BEGIN SELECTED PASSAGE

The Pitkin County caucus Tuesday, Feb. 5 was deemed a success because of the record turnout of more than 500 voters, but it was a failure because there are almost 4,000 registered Democrats in Pitkin County. A lot more of them would have voted in a primary election, in which they could get in, vote and get out in a matter of minutes.

The “success” of our caucus was a living example of the need to change the system. Packed in like cattle in an 18-wheeler bound for the slaughterhouse (and surely exceeding the fire code), no one could hear anyone else because of the din, much less move around the room to cluster and “caucus” for our preferred candidates or discuss our views, which is the whole point of the caucus.



Apparently the caucus system only works if hardly anyone shows up.

By the time we got to the straw vote and then to the real vote, I know that all I wanted to do was get the hell out of there. If delegates were picked or platform issues discussed, the die-hards must have made those decisions after the crowd dispersed.




I’ve been watching the national TV coverage like a soap-opera addict. It is crazy, all of it. The states, and the parties within the states, have different rules. Some allow Independents to vote (Colorado doesn’t). Some are winner-take-all. Some hold caucuses. Some have primaries, and the system is so convoluted that the news analysts, with all their fancy maps and charts, still are arguing over whether Clinton or Obama got the most delegates on Super Tuesday.

And then there are the superdelegates. More than 800 officials of the Democratic Party (the Republicans don’t do this but are fond of winner-take-all) get sent to the national convention and can vote for anyone they please. That’s 20 percent of the total Democratic delegates!

According to a Feb. 6 article in the Houston Chronicle, “The superdelegate was born in 1984. Former Vice President Walter Mondale, fearing rising star Gary Hart, used his establishment connections to create the unpledged delegate. The argument was that party leaders needed a say in picking a nominee with ‘electability.'”

With an election this close, those free-agent superdelegates can decide the Democratic election. Republicans should abolish winner-take-all. Democrats should abolish the superdelegate. And both parties should abolish the caucus system.

We can’t cure all the political ills, but surely we can begin in Colorado with civilized primary elections replacing the caucus scene we witnessed last Tuesday.

In my dream world of presidential elections, we’d all play by the same rules. Candidates would campaign and debate ” really debate, often and on national TV ” and then we’d (everyone, including independents) vote for them in a primary election, preferably all on the same day.

Then the top-winning candidates would announce their vice president choices and begin campaigning and debating again, followed by a national election, and whoever wins, wins.

No delegates, no superdelegates, no conventions, no electoral college. Short, sweet and saving billions of wasted dollars.

In my dreams. In the real world, the time has come to mobilize toward abolishing the caucus system in Colorado.

END SELECTED PASSAGE
BEGIN DATASET ROWS

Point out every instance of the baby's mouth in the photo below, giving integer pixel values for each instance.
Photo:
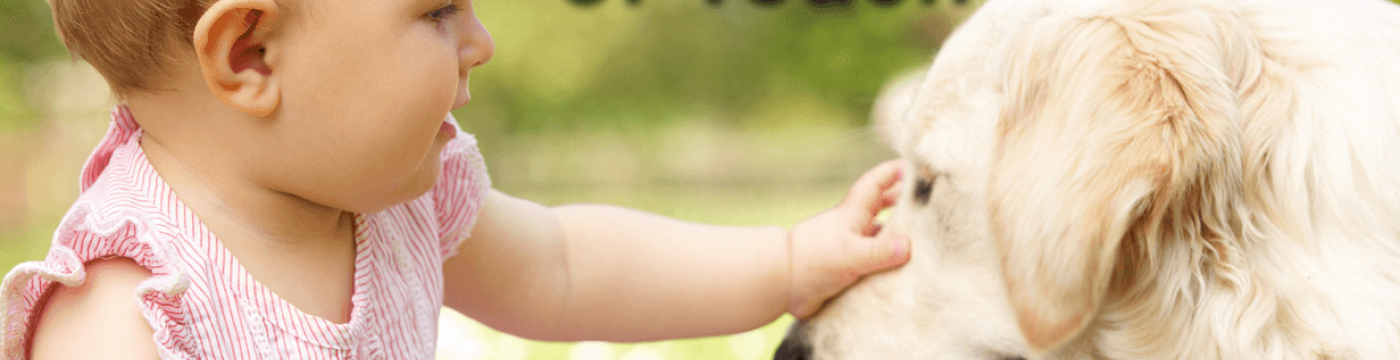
(447, 132)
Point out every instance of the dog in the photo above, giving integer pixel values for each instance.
(1143, 180)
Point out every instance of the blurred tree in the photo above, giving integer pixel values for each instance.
(25, 37)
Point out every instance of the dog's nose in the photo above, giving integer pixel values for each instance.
(794, 345)
(793, 349)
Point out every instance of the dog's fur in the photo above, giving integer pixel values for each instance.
(1145, 180)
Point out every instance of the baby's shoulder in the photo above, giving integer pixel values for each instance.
(100, 313)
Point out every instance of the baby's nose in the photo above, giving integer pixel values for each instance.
(475, 45)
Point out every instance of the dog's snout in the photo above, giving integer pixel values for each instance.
(794, 346)
(793, 349)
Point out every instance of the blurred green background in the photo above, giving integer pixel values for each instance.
(737, 114)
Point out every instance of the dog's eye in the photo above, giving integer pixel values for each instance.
(923, 187)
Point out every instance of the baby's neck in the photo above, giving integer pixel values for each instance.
(209, 180)
(301, 251)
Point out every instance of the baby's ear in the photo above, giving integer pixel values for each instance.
(234, 55)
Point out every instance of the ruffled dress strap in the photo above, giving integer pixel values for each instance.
(111, 219)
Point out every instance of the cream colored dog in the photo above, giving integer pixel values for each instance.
(1144, 180)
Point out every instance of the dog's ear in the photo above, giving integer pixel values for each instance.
(1116, 129)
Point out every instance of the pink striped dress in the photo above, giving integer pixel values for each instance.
(200, 301)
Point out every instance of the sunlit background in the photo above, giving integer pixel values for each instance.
(742, 112)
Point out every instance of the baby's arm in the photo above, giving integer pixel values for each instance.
(97, 320)
(591, 272)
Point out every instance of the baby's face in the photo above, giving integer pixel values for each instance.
(366, 88)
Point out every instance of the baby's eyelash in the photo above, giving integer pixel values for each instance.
(444, 13)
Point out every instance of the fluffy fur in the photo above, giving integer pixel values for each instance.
(1145, 180)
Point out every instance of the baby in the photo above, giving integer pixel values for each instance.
(282, 180)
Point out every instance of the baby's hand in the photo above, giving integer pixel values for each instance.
(832, 250)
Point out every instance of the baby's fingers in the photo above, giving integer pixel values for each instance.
(885, 251)
(870, 189)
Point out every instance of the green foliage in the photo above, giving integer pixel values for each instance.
(25, 37)
(608, 65)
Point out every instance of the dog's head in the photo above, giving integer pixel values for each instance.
(1075, 167)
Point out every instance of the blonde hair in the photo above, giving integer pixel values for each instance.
(128, 41)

END DATASET ROWS

## GIVEN PROBLEM
In the opinion piece on the Pitkin County caucus, what share of the total Democratic delegates do the superdelegates make up? The records play no part in the task.

## ANSWER TO THIS PROBLEM
20 percent